WORK TO BE COMPLETED
Filter these entries, keeping only lines that hold the word "stone".

[PROVIDED DATA Boundary: Start]

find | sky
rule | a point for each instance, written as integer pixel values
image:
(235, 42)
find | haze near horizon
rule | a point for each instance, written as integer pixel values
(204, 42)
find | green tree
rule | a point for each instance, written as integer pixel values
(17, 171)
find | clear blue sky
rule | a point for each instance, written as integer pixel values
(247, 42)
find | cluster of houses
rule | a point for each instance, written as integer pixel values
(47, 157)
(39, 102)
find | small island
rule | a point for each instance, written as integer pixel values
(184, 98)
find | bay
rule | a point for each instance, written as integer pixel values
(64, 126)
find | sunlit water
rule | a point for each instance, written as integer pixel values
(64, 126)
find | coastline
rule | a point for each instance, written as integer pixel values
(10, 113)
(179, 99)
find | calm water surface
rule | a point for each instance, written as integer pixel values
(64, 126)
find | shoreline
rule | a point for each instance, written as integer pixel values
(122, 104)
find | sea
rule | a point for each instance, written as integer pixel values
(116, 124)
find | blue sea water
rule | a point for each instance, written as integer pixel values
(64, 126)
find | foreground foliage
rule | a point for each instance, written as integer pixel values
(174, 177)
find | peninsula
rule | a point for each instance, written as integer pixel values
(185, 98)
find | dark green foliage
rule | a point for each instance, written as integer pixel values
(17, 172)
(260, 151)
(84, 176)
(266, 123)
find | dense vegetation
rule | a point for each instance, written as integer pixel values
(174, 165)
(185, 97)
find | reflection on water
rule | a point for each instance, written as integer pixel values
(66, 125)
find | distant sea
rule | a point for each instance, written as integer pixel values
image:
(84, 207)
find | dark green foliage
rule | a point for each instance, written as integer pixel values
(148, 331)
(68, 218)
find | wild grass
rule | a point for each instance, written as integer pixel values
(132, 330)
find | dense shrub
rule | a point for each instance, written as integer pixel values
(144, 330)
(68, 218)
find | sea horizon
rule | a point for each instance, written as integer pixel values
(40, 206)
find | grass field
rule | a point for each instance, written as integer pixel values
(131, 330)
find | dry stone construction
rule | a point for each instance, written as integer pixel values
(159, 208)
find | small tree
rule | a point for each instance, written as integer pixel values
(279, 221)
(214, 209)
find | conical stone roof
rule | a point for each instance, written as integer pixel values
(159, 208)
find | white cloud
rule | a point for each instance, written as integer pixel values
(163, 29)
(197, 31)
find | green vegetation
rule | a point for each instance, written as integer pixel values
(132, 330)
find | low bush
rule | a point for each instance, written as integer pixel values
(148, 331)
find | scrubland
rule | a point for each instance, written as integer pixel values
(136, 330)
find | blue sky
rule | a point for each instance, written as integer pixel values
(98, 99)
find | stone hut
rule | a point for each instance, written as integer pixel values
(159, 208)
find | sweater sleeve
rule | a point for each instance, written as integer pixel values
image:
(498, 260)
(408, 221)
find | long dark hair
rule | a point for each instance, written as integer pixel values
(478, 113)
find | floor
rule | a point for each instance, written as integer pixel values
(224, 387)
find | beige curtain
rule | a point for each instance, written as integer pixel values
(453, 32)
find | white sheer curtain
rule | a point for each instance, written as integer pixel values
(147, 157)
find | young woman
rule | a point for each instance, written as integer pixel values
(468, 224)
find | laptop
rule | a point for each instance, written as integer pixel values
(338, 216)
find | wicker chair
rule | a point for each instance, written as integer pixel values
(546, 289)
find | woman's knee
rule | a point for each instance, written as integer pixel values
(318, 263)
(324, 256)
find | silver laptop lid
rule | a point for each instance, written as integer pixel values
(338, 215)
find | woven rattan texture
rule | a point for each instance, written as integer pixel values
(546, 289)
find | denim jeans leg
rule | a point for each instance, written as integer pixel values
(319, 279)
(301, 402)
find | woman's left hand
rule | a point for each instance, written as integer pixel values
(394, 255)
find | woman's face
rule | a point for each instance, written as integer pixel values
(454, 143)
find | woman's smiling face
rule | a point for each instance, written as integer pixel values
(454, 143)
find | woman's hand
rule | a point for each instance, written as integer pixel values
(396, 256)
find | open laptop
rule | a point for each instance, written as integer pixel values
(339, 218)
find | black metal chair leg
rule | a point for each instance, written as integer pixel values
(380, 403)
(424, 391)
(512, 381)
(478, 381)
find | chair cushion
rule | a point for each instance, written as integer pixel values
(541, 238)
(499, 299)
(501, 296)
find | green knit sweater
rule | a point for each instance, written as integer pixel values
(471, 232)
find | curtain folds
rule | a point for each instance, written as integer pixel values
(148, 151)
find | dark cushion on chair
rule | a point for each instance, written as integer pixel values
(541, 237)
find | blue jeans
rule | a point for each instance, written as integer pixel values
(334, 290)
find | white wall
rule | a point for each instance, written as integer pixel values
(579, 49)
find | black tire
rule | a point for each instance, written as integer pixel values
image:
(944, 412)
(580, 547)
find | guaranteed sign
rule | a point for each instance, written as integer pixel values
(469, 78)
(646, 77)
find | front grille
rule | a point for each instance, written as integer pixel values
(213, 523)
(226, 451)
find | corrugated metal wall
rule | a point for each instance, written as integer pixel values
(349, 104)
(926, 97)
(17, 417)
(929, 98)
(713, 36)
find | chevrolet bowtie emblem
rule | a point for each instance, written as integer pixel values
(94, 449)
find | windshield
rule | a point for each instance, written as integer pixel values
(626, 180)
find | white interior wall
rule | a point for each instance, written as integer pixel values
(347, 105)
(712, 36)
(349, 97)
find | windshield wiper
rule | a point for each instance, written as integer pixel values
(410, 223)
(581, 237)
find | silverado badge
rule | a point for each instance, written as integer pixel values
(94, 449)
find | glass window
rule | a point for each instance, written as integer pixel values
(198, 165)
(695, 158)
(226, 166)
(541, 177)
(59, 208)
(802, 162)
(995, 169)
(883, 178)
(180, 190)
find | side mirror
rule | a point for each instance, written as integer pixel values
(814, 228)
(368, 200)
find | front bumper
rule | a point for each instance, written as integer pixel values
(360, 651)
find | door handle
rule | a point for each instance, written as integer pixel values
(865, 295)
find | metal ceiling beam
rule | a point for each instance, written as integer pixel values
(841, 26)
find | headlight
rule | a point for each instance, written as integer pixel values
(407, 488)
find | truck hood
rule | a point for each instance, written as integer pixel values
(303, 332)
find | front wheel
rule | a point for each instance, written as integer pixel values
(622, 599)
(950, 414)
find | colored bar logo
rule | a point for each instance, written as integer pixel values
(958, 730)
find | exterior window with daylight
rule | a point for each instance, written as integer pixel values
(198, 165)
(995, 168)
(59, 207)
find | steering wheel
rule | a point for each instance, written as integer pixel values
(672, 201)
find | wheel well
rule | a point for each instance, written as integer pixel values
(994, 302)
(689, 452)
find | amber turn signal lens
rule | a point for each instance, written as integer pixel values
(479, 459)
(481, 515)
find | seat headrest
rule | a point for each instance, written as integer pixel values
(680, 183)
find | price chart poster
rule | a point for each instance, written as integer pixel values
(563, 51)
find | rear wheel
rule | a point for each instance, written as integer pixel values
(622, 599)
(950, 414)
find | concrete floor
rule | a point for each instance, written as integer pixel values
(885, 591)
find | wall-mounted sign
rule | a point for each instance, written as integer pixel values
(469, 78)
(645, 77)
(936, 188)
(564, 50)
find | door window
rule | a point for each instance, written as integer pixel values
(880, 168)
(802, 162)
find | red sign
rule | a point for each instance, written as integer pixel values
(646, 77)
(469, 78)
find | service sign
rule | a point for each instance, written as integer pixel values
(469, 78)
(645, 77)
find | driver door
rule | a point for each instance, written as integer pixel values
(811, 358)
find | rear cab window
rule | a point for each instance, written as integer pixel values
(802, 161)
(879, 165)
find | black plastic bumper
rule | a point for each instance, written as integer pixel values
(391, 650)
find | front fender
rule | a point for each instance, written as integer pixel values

[PROVIDED DATA Boundary: End]

ANSWER BOX
find | dry stone construction
find | conical stone roof
find | stone hut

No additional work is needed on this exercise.